**Consegne:**
**1.** Rispondi a queste domande sul testo su Bollorè e i media:
(a) Quanti risultati restituisce Google cercando "Bollorè Africa"?
(b) Quali due aziende compaiono nella busta pubblicitaria trovata sulla scrivania del cronista?
(c) Secondo la seconda sintesi, a guidare è la rete o il contenuto?
**2.** Prosegui il testo su Bollorè e i media a partire dalla sua ultima frase.

**Estratto del testo:**
Primo rilievo: chiedendo a Google “Bollorè media” si ricevono 536 mila risultati; chiedendo “Bollorè Africa” se ne ricevono 407 mila; chiedendo “Bollorè tlc”, 19.800; “Bollorè telecomunicazioni”, 14.500; chiedendo “Bollorè telecommunication” 150 mila.
Secondo rilievo: sulla scrivania del cronista, nella posta del giorno, risalta una busta pubblicitaria, l’ennesima, periodica, da una decina d’anni: “Il grande cinema di Sky incontra internet ultraveloce di Fastweb a un prezzo spettacolare”.
Prima sintesi. Gli interessi di Bollorè sono in Africa e nei media, alla pari; poco nelle telecomunicazioni.
Seconda sintesi. Mentre analisti finanziari e industriali straparlano di convergenza tra media e tlc, i fatti si sono incaricati da anni di dimostrare che questa convergenza di business semplicemente non esiste, perché ad esempio Fastweb e Sky che da anni vendono “a pacchetto” i loro servizi, ne hanno ricavato ben poco sugo. La gente compra i contenuti dove riesce a comprarli, nessun tifoso che voglia godersi le partite di Champions League esita ad abbonarci a Sky quando le vince Sky, e poi a passare a Mediaset Premium quando prevale quest’ultima. Non è la rete a guidare, è il contenuto. Quando hai i contenuti, sono le reti che t’inseguono, ti contendono, non sei tu che hai bisogno delle reti.

**Dati forniti:**
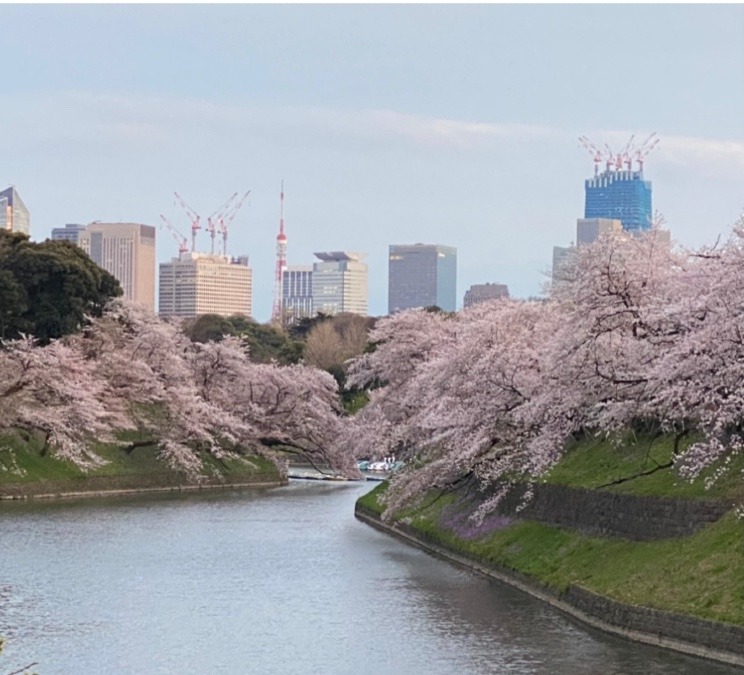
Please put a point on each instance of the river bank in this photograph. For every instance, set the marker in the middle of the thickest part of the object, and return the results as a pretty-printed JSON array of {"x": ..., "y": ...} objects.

**Risposte:**
**1.**
(a) 407 mila.
(b) Sky e Fastweb.
(c) Il contenuto.

**2.**
Pensare che la proprietà di una rete di telecomunicazioni sia utile a chi produce contenuti per venderne di più è come pensare che Marchionne per vendere più auto dovrebbe comprarsi l’Autostrada del Sole. Una scemenza. Ma allora perché se ne parla tanto?
Analisti e giornalisti ne parlano perché è il loro mestiere, ma non vuol dire assolutamente che sia giusto e rilevante parlarne come di una cosa vera e significativa.
La finanza ne parla perché vuol far soldi sulle attese speculative legate alle mosse di Bollorè in Telecom. Ma il francese si trova socio di Telecom perché è un finanziere opportunista, gli è caduto nel piatto a prezzo vile l’8,3% del gruppo italiano leader nelle telecomunicazioni e ha subito deciso che non era il caso di sputarci sopra, anzi era meglio arrotondare e con poca spesa diventare il nuovo socio di riferimento di un gruppone, un tempo pubblico, che porta nella ragione sociale il nome “Italia” e che l’insipienza di Prodi prima e Mediobanca poi hanno spinto tra le braccia non solo di azionisti di riferimento stranieri, ma soprattutto (e purtroppo) di azionisti stranieri del tutto disinteressati al business delle telecomunicazioni in Italia, Telefonica ieri e oggi Vivendi.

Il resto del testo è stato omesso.